● Instruction:
Render every line of the items below as a Markdown table with two columns, Row and Line. Give each line its row number and leave out any blank lines.

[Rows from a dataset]
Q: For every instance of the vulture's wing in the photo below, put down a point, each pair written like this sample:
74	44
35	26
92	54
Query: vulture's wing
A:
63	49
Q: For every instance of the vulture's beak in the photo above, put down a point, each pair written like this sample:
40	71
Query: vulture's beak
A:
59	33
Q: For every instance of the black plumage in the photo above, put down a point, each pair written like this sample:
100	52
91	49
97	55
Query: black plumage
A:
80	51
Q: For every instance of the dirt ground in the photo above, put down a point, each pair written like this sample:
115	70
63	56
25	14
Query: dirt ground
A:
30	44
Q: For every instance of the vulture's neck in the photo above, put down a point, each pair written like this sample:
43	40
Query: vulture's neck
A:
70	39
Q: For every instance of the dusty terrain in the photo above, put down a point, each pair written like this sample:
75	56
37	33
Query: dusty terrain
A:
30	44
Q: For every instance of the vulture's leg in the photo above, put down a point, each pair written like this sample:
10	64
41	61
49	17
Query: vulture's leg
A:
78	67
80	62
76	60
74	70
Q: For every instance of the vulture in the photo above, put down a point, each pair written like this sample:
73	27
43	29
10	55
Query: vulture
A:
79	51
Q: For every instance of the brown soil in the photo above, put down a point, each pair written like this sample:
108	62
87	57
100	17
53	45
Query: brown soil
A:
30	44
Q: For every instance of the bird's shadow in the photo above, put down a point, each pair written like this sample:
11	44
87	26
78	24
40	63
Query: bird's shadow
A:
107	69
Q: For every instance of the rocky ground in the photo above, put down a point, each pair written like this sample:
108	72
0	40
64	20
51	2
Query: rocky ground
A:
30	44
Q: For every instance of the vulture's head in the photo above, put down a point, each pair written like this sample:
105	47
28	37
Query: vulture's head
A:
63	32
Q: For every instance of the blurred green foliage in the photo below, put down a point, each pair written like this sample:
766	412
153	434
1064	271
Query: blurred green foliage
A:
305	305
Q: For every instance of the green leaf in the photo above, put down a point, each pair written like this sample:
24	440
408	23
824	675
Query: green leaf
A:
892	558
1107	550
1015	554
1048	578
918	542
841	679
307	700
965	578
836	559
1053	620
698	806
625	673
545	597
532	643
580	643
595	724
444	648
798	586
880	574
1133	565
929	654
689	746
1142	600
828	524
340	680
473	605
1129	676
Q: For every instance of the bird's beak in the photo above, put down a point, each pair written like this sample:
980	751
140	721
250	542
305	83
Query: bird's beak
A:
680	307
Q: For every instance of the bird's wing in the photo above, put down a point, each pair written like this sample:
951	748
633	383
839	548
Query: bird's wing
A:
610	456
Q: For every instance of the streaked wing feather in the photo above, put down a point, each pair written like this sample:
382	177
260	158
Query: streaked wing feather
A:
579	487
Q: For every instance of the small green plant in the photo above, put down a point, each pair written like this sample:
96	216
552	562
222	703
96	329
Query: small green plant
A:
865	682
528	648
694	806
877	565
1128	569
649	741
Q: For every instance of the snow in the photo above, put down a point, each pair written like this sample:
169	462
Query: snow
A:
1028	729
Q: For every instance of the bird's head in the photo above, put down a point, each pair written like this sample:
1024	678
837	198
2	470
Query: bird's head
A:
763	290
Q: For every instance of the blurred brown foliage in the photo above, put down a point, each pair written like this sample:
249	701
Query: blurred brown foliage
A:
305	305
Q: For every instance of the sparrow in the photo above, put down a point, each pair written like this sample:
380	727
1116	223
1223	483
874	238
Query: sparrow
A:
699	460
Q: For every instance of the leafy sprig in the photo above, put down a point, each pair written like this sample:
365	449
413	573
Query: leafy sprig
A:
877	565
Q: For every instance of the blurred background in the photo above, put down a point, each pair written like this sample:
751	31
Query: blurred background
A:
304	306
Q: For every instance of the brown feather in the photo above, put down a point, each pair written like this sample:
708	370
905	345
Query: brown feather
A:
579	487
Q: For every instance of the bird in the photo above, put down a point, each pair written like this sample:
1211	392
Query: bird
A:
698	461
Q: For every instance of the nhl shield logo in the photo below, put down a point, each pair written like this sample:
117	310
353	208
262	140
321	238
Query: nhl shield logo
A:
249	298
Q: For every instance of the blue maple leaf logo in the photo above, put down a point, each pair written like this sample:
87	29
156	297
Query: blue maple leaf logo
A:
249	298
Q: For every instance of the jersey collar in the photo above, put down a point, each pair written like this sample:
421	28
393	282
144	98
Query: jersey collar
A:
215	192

● Reply to the task:
| Row | Line |
|---|---|
| 1 | Q: For every instance of the vulture's wing in the photo below, put down a point, each pair written like this sample: |
| 2 | 74	44 |
| 3 | 35	26 |
| 4 | 92	54 |
| 5 | Query: vulture's wing |
| 6 | A: |
| 7 | 63	49 |
| 8 | Q: For every instance of the vulture's beak in the photo above, put down a point, each pair written like this sample: |
| 9 | 40	71 |
| 10 | Query: vulture's beak |
| 11 | A: |
| 12 | 59	33 |
| 13 | Q: For every instance of the black plumage in the photo above, put down a point, each pair written like this sample: |
| 14 | 100	52 |
| 15 | 91	49 |
| 16 | 97	55 |
| 17 | Query: black plumage |
| 18 | A: |
| 19 | 80	51 |
| 20 | Q: For every instance of the dirt ground in the photo above, put down a point, each pair written like this sample: |
| 21 | 115	70 |
| 22 | 63	56 |
| 23 | 25	14 |
| 24 | Query: dirt ground |
| 25 | A: |
| 26 | 30	44 |
| 27 | Q: For every instance of the vulture's neck in the photo above, put down a point, each pair written like this sample: |
| 28 | 43	40 |
| 29 | Query: vulture's neck |
| 30 | A: |
| 31 | 70	39 |
| 32 | Q: For every instance of the dusty terrain in the photo above, put down a point, each pair written like this sample: |
| 33 | 75	56 |
| 34 | 37	33 |
| 35 | Query: dusty terrain |
| 36 | A: |
| 37 | 30	44 |
| 38 | Q: For every instance of the vulture's leg in the photo above, put down a point, each pair written like this sample: |
| 39 | 10	64 |
| 40 | 41	61 |
| 41 | 49	17 |
| 42 | Query: vulture's leg |
| 43 | A: |
| 44 | 78	67 |
| 45 | 80	62 |
| 46 | 76	60 |
| 47 | 74	70 |
| 48 | Q: For every instance of the vulture in the photo above, put down a point, each pair written like this sample: |
| 49 | 73	27 |
| 50 | 43	29 |
| 51 | 10	55 |
| 52 | Query: vulture |
| 53 | A: |
| 54 | 79	51 |
| 55 | Q: For every instance of the brown soil in the photo above, put down a point, each pair written like this sample: |
| 56 | 108	62 |
| 57 | 87	57 |
| 58 | 100	17 |
| 59 | 53	45 |
| 60 | Query: brown soil |
| 61 | A: |
| 62 | 30	44 |
| 63 | Q: For every instance of the bird's shadow in the photo above, put down a point, each pair written like this sample: |
| 64 | 11	44 |
| 65 | 87	26 |
| 66 | 78	24 |
| 67 | 40	63 |
| 68 | Query: bird's shadow |
| 69 | A: |
| 70 | 107	69 |
| 71 | Q: For every instance of the rocky ground in the photo above, put down a point, each pair written like this sample: |
| 72 | 108	72 |
| 73 | 0	40 |
| 74 | 64	20 |
| 75 | 51	2 |
| 76 | Query: rocky ground |
| 77 | A: |
| 78 | 30	44 |
| 79 | Q: For every instance of the vulture's head in the photo above, put down a point, each pair written like this sample: |
| 80 | 105	47 |
| 81 | 28	37 |
| 82 | Query: vulture's head |
| 83 | A: |
| 84 | 63	32 |
| 85 | Q: For every instance of the blurred green foliage in the photo below, put down a point, each pair written like this sample: |
| 86 | 766	412 |
| 87 | 153	434 |
| 88 | 1064	271 |
| 89 | Query: blurred green foliage |
| 90 | A: |
| 91 | 305	305 |
| 92 | Q: For every instance of the green leaf in the photo above, put down a point, each pair written like this sample: |
| 93 | 24	440 |
| 94 | 408	23 |
| 95 | 824	675 |
| 96 | Query: green leaf |
| 97 | A: |
| 98 | 892	558 |
| 99 | 1107	550 |
| 100 | 1015	554 |
| 101 | 1048	578 |
| 102 | 918	542 |
| 103 | 841	679 |
| 104 | 307	700 |
| 105 | 965	578 |
| 106 | 836	559 |
| 107 | 1053	620 |
| 108 | 698	806 |
| 109 | 625	673 |
| 110 | 545	597 |
| 111 | 532	643 |
| 112 | 580	643 |
| 113 | 595	724 |
| 114 | 444	648 |
| 115 | 798	586 |
| 116 | 880	574 |
| 117 | 1133	565 |
| 118 | 929	654 |
| 119 | 689	746 |
| 120 | 1142	600 |
| 121 | 828	524 |
| 122 | 340	680 |
| 123 | 473	605 |
| 124 | 1129	676 |
| 125 | Q: For every instance of the bird's beak in the photo above, put down a point, each pair written like this sample: |
| 126 | 980	751 |
| 127 | 140	721 |
| 128 | 250	542 |
| 129 | 305	83 |
| 130 | Query: bird's beak |
| 131 | A: |
| 132 | 680	307 |
| 133 | Q: For every instance of the bird's wing in the photo above, put down a point, each pair written like this sample: |
| 134 | 951	748 |
| 135 | 633	383 |
| 136 | 839	548 |
| 137 | Query: bird's wing |
| 138 | A: |
| 139 | 610	456 |
| 140 | Q: For every instance of the streaked wing feather in the photo above, put down a point, each pair written like this sample: |
| 141 | 382	177 |
| 142 | 260	158 |
| 143 | Query: streaked wing feather |
| 144 | A: |
| 145 | 579	487 |
| 146 | Q: For every instance of the small green plant in the photo above, put down a point, each pair written like this sample: |
| 147 | 96	216 |
| 148 | 552	562 |
| 149 | 222	703 |
| 150 | 96	329 |
| 151 | Query: small green plant |
| 152 | A: |
| 153 | 865	682 |
| 154 | 528	648 |
| 155 | 694	806 |
| 156 | 877	565 |
| 157 | 1128	569 |
| 158 | 649	741 |
| 159 | Q: For every instance of the snow in the photo above, put down a point, each pair written like this sample: |
| 160 | 169	462 |
| 161 | Query: snow |
| 162 | A: |
| 163 | 1028	729 |
| 164 | Q: For every instance of the bird's head in the photo above, put down a point, each pair written like this sample: |
| 165 | 1024	678 |
| 166 | 837	198 |
| 167 | 2	470 |
| 168 | Query: bird's head |
| 169 | A: |
| 170 | 763	290 |
| 171 | Q: For every instance of the blurred brown foliage in the photo above, put down a point, each pair written like this sample: |
| 172 | 249	701 |
| 173 | Query: blurred brown foliage |
| 174 | A: |
| 175 | 305	305 |
| 176 | Q: For every instance of the sparrow in the photo above, put down a point, each pair written like this sample: |
| 177 | 380	727 |
| 178 | 1116	223 |
| 179 | 1223	483 |
| 180 | 874	238 |
| 181 | Query: sparrow |
| 182 | A: |
| 183 | 699	460 |
| 184 | Q: For every instance of the leafy sprig in the photo above, put down a point, each pair written like this sample: |
| 185 | 365	449 |
| 186 | 413	573 |
| 187 | Query: leafy sprig |
| 188 | A: |
| 189 | 877	565 |
| 190 | Q: For every instance of the blurred background in the photo above, put down a point, each pair written like this sample: |
| 191 | 751	31 |
| 192 | Query: blurred background |
| 193 | A: |
| 194 | 304	306 |
| 195 | Q: For every instance of the brown feather in the photo above, put down a point, each pair written like this sample: |
| 196 | 708	370 |
| 197 | 905	345 |
| 198 | Query: brown feather |
| 199 | A: |
| 200 | 579	487 |
| 201 | Q: For every instance of the bird in the photo above, put down a point, each pair written like this sample: |
| 202 | 1211	392 |
| 203 | Query: bird |
| 204 | A: |
| 205 | 698	461 |
| 206 | Q: For every instance of the nhl shield logo in the photo below, put down a point, each pair written like this sample: |
| 207 | 117	310 |
| 208 | 353	208 |
| 209 | 262	140 |
| 210 | 321	238 |
| 211 | Query: nhl shield logo |
| 212 | A: |
| 213 | 249	298 |
| 214 | Q: For every instance of the blue maple leaf logo in the photo above, put down a point, each pair written like this sample: |
| 215 | 87	29 |
| 216 | 156	297 |
| 217 | Query: blue maple leaf logo |
| 218 | A: |
| 219 | 249	298 |
| 220 | Q: For every instance of the jersey collar in the photo above, put down a point, each pair written like this sample: |
| 221 | 421	28 |
| 222 | 393	282 |
| 223 | 144	98 |
| 224 | Query: jersey collar |
| 225 | A: |
| 226 | 215	192 |